### Written request:
Convert the records below into a two-column CSV with the header input,output and one row per record. Put each record's text and its answer in their own quoted field, with line breaks replaced by spaces.

# start of Records for processing

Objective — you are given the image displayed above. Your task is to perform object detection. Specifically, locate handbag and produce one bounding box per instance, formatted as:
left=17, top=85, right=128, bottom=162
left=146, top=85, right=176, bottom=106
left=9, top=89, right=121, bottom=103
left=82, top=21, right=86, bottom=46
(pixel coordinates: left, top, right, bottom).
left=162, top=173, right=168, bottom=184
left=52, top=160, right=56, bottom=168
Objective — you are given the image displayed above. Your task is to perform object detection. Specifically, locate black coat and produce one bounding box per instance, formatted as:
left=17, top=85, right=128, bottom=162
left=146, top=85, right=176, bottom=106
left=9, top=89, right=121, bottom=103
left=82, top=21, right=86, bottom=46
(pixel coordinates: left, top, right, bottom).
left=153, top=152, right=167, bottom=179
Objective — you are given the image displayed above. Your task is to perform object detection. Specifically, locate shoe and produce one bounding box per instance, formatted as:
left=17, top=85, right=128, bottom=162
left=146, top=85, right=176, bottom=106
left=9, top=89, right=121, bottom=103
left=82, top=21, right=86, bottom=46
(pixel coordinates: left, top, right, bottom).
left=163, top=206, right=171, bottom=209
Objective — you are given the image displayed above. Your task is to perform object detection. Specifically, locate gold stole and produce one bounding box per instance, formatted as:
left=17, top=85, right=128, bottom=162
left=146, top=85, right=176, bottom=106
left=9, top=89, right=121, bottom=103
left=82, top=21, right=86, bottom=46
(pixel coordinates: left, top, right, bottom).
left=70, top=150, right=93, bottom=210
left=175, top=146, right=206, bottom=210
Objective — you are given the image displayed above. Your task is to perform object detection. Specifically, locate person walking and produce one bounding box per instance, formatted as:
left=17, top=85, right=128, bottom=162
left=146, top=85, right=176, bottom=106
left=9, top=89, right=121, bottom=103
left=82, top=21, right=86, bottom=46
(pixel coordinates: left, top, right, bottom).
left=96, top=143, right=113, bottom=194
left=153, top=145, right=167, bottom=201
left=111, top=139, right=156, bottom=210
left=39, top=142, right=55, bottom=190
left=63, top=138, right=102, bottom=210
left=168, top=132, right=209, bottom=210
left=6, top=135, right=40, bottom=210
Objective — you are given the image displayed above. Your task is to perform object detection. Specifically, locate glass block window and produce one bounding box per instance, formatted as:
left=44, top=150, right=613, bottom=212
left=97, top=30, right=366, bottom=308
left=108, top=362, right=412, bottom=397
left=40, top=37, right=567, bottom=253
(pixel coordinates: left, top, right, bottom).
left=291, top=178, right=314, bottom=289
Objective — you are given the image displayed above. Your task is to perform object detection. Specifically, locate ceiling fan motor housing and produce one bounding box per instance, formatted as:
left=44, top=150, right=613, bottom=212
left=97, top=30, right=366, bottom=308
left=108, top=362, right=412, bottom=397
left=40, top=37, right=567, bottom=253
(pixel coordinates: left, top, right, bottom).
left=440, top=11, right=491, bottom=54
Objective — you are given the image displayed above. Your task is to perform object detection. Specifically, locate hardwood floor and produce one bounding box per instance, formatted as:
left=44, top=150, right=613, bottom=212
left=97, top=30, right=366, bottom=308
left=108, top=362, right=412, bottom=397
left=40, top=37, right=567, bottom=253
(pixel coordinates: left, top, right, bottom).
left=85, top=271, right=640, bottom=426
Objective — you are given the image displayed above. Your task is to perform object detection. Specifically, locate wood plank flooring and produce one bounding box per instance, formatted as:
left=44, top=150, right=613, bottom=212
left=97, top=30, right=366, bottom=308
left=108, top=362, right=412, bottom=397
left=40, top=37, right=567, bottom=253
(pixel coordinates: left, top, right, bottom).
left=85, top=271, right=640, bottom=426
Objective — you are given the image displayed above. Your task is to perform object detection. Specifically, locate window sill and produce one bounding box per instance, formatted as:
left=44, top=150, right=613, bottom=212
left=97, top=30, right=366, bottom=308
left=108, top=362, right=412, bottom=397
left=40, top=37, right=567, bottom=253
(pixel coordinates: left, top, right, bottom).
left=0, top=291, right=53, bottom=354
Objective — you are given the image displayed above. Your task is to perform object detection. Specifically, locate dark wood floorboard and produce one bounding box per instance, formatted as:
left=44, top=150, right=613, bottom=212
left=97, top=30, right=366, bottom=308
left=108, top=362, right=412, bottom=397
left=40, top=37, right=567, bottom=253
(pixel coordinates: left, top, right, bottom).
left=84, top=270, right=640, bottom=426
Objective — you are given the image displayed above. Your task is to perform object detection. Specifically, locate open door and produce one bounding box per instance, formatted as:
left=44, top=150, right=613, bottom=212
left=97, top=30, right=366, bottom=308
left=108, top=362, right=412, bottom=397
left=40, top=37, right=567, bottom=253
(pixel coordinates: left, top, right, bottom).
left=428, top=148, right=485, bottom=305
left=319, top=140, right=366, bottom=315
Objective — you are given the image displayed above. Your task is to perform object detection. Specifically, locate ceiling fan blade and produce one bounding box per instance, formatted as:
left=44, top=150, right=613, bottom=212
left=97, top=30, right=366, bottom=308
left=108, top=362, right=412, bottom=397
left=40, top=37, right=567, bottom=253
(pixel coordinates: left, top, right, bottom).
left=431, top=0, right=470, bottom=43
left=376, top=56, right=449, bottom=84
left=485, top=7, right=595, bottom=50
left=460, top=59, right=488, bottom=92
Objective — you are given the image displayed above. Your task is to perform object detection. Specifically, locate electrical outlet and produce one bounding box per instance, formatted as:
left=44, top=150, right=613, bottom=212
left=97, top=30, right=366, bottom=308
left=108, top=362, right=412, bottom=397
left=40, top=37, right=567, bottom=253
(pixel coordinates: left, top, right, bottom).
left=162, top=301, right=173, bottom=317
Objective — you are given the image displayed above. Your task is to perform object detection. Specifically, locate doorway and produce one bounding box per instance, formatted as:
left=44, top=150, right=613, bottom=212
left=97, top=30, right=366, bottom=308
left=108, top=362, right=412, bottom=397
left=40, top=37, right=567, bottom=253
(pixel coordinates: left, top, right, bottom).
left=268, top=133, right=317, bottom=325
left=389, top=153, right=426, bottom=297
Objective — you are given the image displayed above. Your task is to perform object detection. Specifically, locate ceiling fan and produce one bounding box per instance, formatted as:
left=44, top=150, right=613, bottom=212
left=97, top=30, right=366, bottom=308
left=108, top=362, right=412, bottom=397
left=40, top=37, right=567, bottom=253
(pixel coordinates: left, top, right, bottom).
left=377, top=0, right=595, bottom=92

# end of Records for processing

### Solved exercise:
input,output
"Objective — you are given the image displayed above. Your task is to perform object detection. Specifically, locate handbag and produce one bounding box per instance, formatted as: left=17, top=85, right=128, bottom=162 left=146, top=85, right=176, bottom=106 left=9, top=89, right=121, bottom=103 left=82, top=21, right=86, bottom=46 (pixel coordinates: left, top, right, bottom).","left=162, top=173, right=168, bottom=184 left=52, top=160, right=56, bottom=168"
"Objective — you are given the image displayed above. Your task is to perform object detection. Specifically, locate black coat and produce one bounding box per instance, formatted as: left=17, top=85, right=128, bottom=162 left=146, top=85, right=176, bottom=106 left=9, top=89, right=121, bottom=103 left=82, top=21, right=86, bottom=46 (pixel coordinates: left, top, right, bottom).","left=153, top=152, right=167, bottom=179"
"Objective — you are given the image displayed above. Your task is to perform object detection. Specifically, locate shoe and produce one bounding box per instance, formatted as: left=17, top=85, right=128, bottom=162 left=146, top=85, right=176, bottom=106 left=9, top=89, right=121, bottom=103 left=82, top=21, right=86, bottom=46 (pixel coordinates: left, top, right, bottom).","left=163, top=206, right=171, bottom=209"
"Objective — you are given the image displayed above. Your task is to perform object detection. Specifically, locate gold stole and produce one bounding box per instance, formatted as: left=17, top=85, right=128, bottom=162 left=146, top=85, right=176, bottom=106 left=9, top=89, right=121, bottom=103 left=82, top=21, right=86, bottom=46 (pixel coordinates: left, top, right, bottom).","left=70, top=150, right=93, bottom=210 left=175, top=146, right=206, bottom=210"
"Objective — you are given the image displayed above. Your task is to perform object detection. Specifically, locate person walking and produce one bounding box per instance, formatted as: left=17, top=85, right=128, bottom=162 left=146, top=85, right=176, bottom=106 left=9, top=89, right=121, bottom=103 left=82, top=21, right=86, bottom=46 (pixel coordinates: left, top, right, bottom).","left=96, top=143, right=113, bottom=194 left=153, top=145, right=167, bottom=201 left=111, top=139, right=156, bottom=210 left=39, top=142, right=55, bottom=190 left=63, top=138, right=102, bottom=210 left=168, top=132, right=209, bottom=210 left=6, top=135, right=40, bottom=210"
"Objective — you are given the image displayed above. Your task is to perform object detection. Specifically, locate glass block window and produce one bounding box per instance, formatted as: left=44, top=150, right=613, bottom=212 left=97, top=30, right=366, bottom=308 left=108, top=362, right=412, bottom=397 left=40, top=37, right=567, bottom=253 (pixel coordinates: left, top, right, bottom).","left=291, top=178, right=314, bottom=289"
"Objective — you are given the image displayed above. Your task is to perform object detection. Specifically, locate ceiling fan motor housing and produce one bounding box per instance, formatted as: left=44, top=150, right=613, bottom=212 left=97, top=30, right=366, bottom=308 left=108, top=362, right=412, bottom=397 left=40, top=37, right=567, bottom=253 (pixel coordinates: left, top, right, bottom).","left=440, top=11, right=491, bottom=54"
"Objective — you are given the image displayed above. Your task is to perform object detection. Specifically, locate hardwood floor and produce one bounding box per instance, formatted as: left=44, top=150, right=613, bottom=212 left=97, top=30, right=366, bottom=308 left=108, top=362, right=412, bottom=397 left=40, top=37, right=567, bottom=253 (pixel coordinates: left, top, right, bottom).","left=85, top=271, right=640, bottom=426"
"Objective — you are given the image displayed above. Your task is to perform object detection. Specifically, locate wood plank flooring and produce one bounding box per instance, formatted as: left=44, top=150, right=613, bottom=212 left=97, top=30, right=366, bottom=308 left=108, top=362, right=412, bottom=397 left=40, top=37, right=567, bottom=253 (pixel coordinates: left, top, right, bottom).","left=85, top=271, right=640, bottom=426"
"Objective — you are given the image displayed above. Your task is to perform object detection. Specifically, locate window sill and produce one bounding box per instance, formatted as: left=44, top=150, right=613, bottom=212 left=97, top=30, right=366, bottom=308 left=108, top=362, right=412, bottom=397 left=40, top=37, right=567, bottom=253 (pixel coordinates: left, top, right, bottom).","left=0, top=291, right=53, bottom=354"
"Objective — you are given the image displayed above. Your task is to perform object detection. Specifically, locate dark wood floorboard and produce one bounding box per instance, formatted as: left=44, top=150, right=613, bottom=212 left=97, top=30, right=366, bottom=308 left=108, top=362, right=412, bottom=397 left=40, top=37, right=567, bottom=253 (pixel coordinates: left, top, right, bottom).","left=84, top=270, right=640, bottom=426"
"Objective — you are given the image displayed above. Your task is to perform object detection. Specifically, locate open door and produce one bounding box per instance, formatted as: left=44, top=150, right=613, bottom=212 left=97, top=30, right=366, bottom=308 left=108, top=362, right=412, bottom=397 left=40, top=37, right=567, bottom=253 (pixel coordinates: left, top, right, bottom).","left=428, top=148, right=485, bottom=305 left=319, top=140, right=366, bottom=315"
"Objective — you are given the image displayed above. Your task is to perform object detection. Specifically, locate ceiling fan blade and produce one bounding box per instance, formatted as: left=44, top=150, right=613, bottom=212 left=97, top=30, right=366, bottom=308 left=108, top=362, right=412, bottom=397 left=40, top=37, right=567, bottom=253 (pixel coordinates: left, top, right, bottom).","left=431, top=0, right=470, bottom=43 left=376, top=56, right=449, bottom=84 left=485, top=7, right=595, bottom=50 left=460, top=59, right=488, bottom=92"
"Objective — you are given the image displayed above. Your task is to perform object detection. Specifically, locate electrical outlet and produce one bounding box per instance, formatted as: left=44, top=150, right=613, bottom=212 left=97, top=30, right=366, bottom=308 left=108, top=362, right=412, bottom=397 left=40, top=37, right=567, bottom=253 (pixel coordinates: left, top, right, bottom).","left=162, top=301, right=173, bottom=317"
"Objective — you are given the image displayed above. Your task is to perform object detection. Specifically, locate doorway and produce one bounding box per instance, formatted as: left=44, top=150, right=613, bottom=212 left=97, top=30, right=366, bottom=308 left=108, top=362, right=412, bottom=397 left=40, top=37, right=567, bottom=253 (pixel coordinates: left, top, right, bottom).","left=268, top=133, right=317, bottom=325 left=389, top=153, right=426, bottom=297"
"Objective — you are given the image displayed above. Your task is to perform object detection. Specifically, locate ceiling fan and produce one bounding box per instance, formatted as: left=44, top=150, right=613, bottom=212 left=97, top=30, right=366, bottom=308 left=108, top=362, right=412, bottom=397 left=40, top=37, right=567, bottom=253 (pixel coordinates: left, top, right, bottom).","left=377, top=0, right=595, bottom=92"